───── INPUT ─────

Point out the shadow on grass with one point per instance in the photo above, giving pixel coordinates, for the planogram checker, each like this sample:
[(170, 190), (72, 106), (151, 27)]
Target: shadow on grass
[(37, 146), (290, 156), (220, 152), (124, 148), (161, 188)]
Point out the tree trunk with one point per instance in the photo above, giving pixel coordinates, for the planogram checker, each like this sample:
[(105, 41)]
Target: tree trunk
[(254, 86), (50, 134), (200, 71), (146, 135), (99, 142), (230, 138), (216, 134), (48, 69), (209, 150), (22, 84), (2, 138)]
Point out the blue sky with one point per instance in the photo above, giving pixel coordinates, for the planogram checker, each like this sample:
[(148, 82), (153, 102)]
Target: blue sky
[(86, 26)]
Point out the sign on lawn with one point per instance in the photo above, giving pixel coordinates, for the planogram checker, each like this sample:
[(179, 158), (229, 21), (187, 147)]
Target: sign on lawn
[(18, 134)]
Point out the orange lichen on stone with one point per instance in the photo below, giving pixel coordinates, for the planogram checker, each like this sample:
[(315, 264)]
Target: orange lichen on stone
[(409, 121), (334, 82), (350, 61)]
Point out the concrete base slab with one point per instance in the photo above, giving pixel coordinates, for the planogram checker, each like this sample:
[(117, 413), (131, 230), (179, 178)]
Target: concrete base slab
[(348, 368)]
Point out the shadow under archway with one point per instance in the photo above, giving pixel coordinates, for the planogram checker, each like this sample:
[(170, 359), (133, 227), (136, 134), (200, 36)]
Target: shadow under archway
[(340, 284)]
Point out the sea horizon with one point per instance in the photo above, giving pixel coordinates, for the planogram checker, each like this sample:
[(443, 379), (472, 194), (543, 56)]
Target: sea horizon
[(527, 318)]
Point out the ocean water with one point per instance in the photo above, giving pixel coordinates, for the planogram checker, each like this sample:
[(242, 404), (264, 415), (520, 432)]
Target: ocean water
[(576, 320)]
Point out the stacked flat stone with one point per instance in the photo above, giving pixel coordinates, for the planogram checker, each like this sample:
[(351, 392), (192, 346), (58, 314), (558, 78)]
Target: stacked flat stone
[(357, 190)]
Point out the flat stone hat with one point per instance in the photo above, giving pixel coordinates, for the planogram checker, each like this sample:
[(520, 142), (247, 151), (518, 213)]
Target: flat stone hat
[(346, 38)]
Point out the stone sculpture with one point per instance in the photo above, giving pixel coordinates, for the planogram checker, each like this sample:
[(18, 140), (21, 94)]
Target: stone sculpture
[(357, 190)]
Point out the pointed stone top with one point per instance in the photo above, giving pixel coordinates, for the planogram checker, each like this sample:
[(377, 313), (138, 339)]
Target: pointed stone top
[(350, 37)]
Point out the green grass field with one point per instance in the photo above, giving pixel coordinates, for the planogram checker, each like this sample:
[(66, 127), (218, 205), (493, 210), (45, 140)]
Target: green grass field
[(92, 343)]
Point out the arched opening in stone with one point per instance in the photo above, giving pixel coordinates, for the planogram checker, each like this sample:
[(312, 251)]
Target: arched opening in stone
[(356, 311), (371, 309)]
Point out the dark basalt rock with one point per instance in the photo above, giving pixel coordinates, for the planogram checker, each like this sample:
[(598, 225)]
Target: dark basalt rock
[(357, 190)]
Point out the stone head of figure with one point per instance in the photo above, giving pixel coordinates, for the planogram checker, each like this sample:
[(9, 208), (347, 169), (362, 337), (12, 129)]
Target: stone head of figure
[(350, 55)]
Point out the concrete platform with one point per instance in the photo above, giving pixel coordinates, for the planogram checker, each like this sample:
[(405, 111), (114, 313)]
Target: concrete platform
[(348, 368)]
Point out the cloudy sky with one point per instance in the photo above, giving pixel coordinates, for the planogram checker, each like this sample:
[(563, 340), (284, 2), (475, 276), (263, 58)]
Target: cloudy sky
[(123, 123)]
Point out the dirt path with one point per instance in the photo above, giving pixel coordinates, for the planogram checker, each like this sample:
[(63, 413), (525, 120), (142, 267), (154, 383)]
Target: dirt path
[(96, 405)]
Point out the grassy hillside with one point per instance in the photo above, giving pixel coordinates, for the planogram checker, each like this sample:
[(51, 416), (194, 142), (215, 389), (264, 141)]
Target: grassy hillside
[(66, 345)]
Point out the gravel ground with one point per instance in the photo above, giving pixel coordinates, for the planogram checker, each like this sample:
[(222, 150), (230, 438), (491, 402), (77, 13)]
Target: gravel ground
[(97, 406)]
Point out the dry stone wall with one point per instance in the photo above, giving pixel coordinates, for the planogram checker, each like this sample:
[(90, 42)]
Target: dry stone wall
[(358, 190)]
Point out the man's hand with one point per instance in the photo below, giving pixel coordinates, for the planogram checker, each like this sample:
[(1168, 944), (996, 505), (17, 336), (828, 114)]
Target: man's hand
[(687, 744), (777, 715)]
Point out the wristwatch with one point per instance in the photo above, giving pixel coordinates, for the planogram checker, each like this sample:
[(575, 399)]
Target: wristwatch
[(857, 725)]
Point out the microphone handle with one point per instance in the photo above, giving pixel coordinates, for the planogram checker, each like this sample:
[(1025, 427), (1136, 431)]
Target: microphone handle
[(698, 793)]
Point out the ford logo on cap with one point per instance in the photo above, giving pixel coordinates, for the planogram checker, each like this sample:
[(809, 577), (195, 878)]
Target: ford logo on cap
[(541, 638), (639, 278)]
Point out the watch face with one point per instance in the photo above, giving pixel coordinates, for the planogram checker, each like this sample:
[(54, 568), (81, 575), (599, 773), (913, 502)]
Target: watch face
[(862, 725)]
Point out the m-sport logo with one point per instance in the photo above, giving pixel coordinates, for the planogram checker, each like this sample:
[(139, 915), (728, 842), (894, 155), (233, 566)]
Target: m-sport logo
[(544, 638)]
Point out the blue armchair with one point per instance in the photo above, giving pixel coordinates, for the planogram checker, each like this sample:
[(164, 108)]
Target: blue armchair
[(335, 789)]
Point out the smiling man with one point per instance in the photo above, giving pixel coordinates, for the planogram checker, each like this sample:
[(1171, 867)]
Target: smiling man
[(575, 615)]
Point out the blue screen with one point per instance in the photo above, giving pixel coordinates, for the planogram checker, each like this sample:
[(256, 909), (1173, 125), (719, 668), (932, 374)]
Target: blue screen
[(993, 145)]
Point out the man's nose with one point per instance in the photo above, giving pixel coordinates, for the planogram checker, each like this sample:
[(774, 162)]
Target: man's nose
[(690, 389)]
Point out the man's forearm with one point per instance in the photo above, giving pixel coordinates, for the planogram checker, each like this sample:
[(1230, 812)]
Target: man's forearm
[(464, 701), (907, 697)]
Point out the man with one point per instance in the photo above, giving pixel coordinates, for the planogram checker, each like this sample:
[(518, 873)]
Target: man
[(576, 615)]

─────

_SET EXERCISE_
Rewrite the listing above in full, switching every "planogram checker" to "shelf audit tool" and leaving everything else unchanged.

_FINISHED ANSWER_
Point out the shadow on grass with one point per instance in the photo above, giving pixel coordinates, for the shelf audit tool, each like this sample:
[(170, 190), (72, 106), (151, 27)]
Target: shadow on grass
[(37, 146), (290, 156), (220, 152), (124, 148), (161, 188)]
Point out the tree trunk with one point per instance in the photo above, giving pixel coordinates, for the shelf audit tool, each like this sample:
[(105, 41)]
Target: tree trunk
[(254, 86), (50, 134), (200, 71), (146, 135), (99, 142), (230, 138), (216, 134), (48, 69), (209, 150), (22, 84), (2, 138)]
Point out the blue sky with one point per instance in the photo above, giving pixel coordinates, for the shelf audit tool, each like this sample:
[(148, 82), (153, 102)]
Target: blue sky
[(86, 26)]
Point out the sign on lawn with one point per instance in the photo above, giving pixel coordinates, for the shelf audit tool, each like this sample:
[(179, 158), (229, 21), (187, 147)]
Target: sign on lawn
[(18, 134)]
Point out the orange lichen on stone with one point per instance in the photo below, giving pixel coordinates, for the shelf audit tool, each like this sample:
[(315, 264)]
Target: orange lichen on stone
[(409, 121), (334, 82), (350, 61)]
Point out the concrete base slab with one point per instance in the photo above, giving pixel coordinates, for the shelf audit tool, each like this sample:
[(117, 413), (131, 230), (179, 178)]
Target: concrete base slab
[(348, 368)]
Point out the shadow under archway with one point per instance in the photo above, giving pixel coordinates, for the shelf audit tool, each like this sample:
[(170, 359), (133, 227), (136, 134), (200, 36)]
Target: shadow under archway
[(340, 284)]
Point out the sea horizon with one point per instance in the photo above, giving pixel coordinates, for the shelf audit tool, each like this sample:
[(443, 379), (472, 194), (543, 56)]
Target: sea horizon
[(527, 318)]
Point out the ocean water with one point per instance in the photo above, giving pixel coordinates, for the shelf audit tool, each like this sample:
[(242, 404), (264, 415), (520, 432)]
Target: ocean water
[(576, 320)]
Point out the stacked flat stone with one point per instance in the photo above, giving pixel coordinates, for the shelf audit tool, each like this sample:
[(351, 392), (192, 346), (58, 314), (558, 78)]
Target: stacked flat stone
[(357, 190)]
Point out the flat stone hat with one point per instance in the photo above, giving pixel coordinates, for the shelf audit tool, each like this sample:
[(520, 142), (247, 151), (518, 213)]
Target: flat stone hat
[(346, 38)]
Point out the stone sculpture with one point per instance in the photo above, giving pixel coordinates, for the shelf audit tool, each like this sample:
[(18, 140), (21, 94)]
Target: stone sculpture
[(357, 190)]
Point out the pointed stone top with one point per instance in the photo above, giving pixel coordinates, for the shelf audit tool, each like this sample:
[(377, 313), (138, 339)]
Target: pointed stone top
[(350, 37)]
Point out the green grass field with one point per instance in the photo above, giving pixel coordinates, for the shelf audit tool, each like this sample:
[(66, 127), (218, 205), (493, 210), (45, 140)]
Target: green grass field
[(92, 343)]
Point out the arched opening in stone with one point per instance in the photo above, giving pixel coordinates, for the shelf audit tool, each like this sample:
[(312, 251)]
Target: arched opening in stone
[(356, 311), (371, 309)]
Point out the dark basalt rock with one point per instance in the photo above, giving pixel coordinates, for the shelf audit tool, each like this sample:
[(598, 225)]
Target: dark basalt rock
[(357, 190)]
Point out the stone head of figure with one point per instance in the photo above, giving pixel coordinates, for the shelf audit tool, each like this sample:
[(9, 208), (347, 169), (362, 337), (12, 129)]
Target: stone head of figure
[(350, 55)]
Point out the concrete platform with one point per instance in the photo above, giving pixel coordinates, for the shelf audit tool, each like this sample:
[(405, 111), (114, 313)]
Target: concrete platform
[(348, 368)]
Point out the cloudy sky with one point per instance in the photo above, giving pixel coordinates, for the shelf audit tool, each like this sample:
[(563, 340), (284, 2), (475, 276), (263, 58)]
Target: cloudy sky
[(123, 123)]
Point out the dirt path with one point per instance in the photo above, giving pixel coordinates, for the shelf audit tool, each like this sample:
[(63, 413), (525, 120), (142, 267), (154, 383)]
Target: dirt path
[(96, 405)]
Point out the grassy hillside with one point per instance in the photo above, giving pixel coordinates, for the shelf audit tool, each like this sample:
[(51, 416), (194, 142), (215, 389), (264, 141)]
Target: grassy hillside
[(66, 345)]
Point out the gravel ground with one point per instance in the photo above, giving pixel coordinates, for the shelf audit tool, each like this sample:
[(222, 150), (230, 438), (491, 402), (77, 13)]
Target: gravel ground
[(97, 406)]
Point out the dry stone wall with one point per instance in the photo above, giving pixel coordinates, for the shelf audit tool, each like this sample:
[(90, 42)]
Target: dry stone wall
[(358, 190)]
Point out the man's hand with one point per instance in the photo below, giving pixel coordinates, for the shelf audit tool, each like this sample:
[(1168, 944), (996, 505), (17, 336), (828, 114)]
Target: man's hand
[(687, 744), (777, 715)]
Point out the wristwatch with one point per instance in the photo above, giving pixel coordinates, for the shelf audit tool, each like this sample:
[(575, 399)]
Target: wristwatch
[(857, 725)]
Point out the microphone handle with one point per instance in the photo above, giving pixel coordinates, for the shelf audit tool, each like this sample:
[(1025, 427), (1136, 431)]
Target: microphone handle
[(698, 793)]
Point out the ford logo on cap with one point per instance in the photo above, giving pixel coordinates, for the shelf audit tool, each like this sample:
[(809, 577), (195, 878)]
Target: ford logo on cap
[(541, 638), (639, 278)]
Point out the watch face with one point per instance in the photo above, giving pixel coordinates, for the shelf audit tool, each like this sample:
[(54, 568), (81, 575), (599, 773), (913, 502)]
Target: watch face
[(862, 725)]
Point out the m-sport logo with one point per instance in the photo above, giving pixel coordinates, for the shelf audit tool, each like this sample:
[(139, 915), (728, 842), (894, 155), (233, 566)]
Target: m-sport logo
[(544, 638)]
Point out the blue armchair with one point per instance in the photo above, giving pixel coordinates, for the shelf audit tool, each like this sample:
[(164, 108)]
Target: blue armchair
[(335, 789)]
Point out the smiling man with one point per instance in the photo above, giving pixel coordinates, for the shelf audit tool, each like this sample:
[(1171, 867)]
Target: smiling man
[(575, 615)]
Point out the blue screen with one point per instance in the photo above, giving pixel coordinates, for the shelf audit tool, each like this sample:
[(256, 909), (1173, 125), (719, 668), (932, 374)]
Target: blue screen
[(993, 145)]
Point out the man's nose with one point per instance in the photo above, giving pixel coordinates, for the shelf audit tool, each like this sample:
[(774, 162)]
Target: man's nose
[(690, 389)]
Point out the man's forearm with one point per instance in the photo above, giving pixel coordinates, for the shelf audit tool, each like this sample:
[(1230, 812)]
Target: man's forearm
[(464, 701), (907, 697)]
Point out the man with one point per instance in the photo above, giving pixel coordinates, for the shelf audit tool, each like this sample:
[(518, 873)]
Target: man
[(576, 615)]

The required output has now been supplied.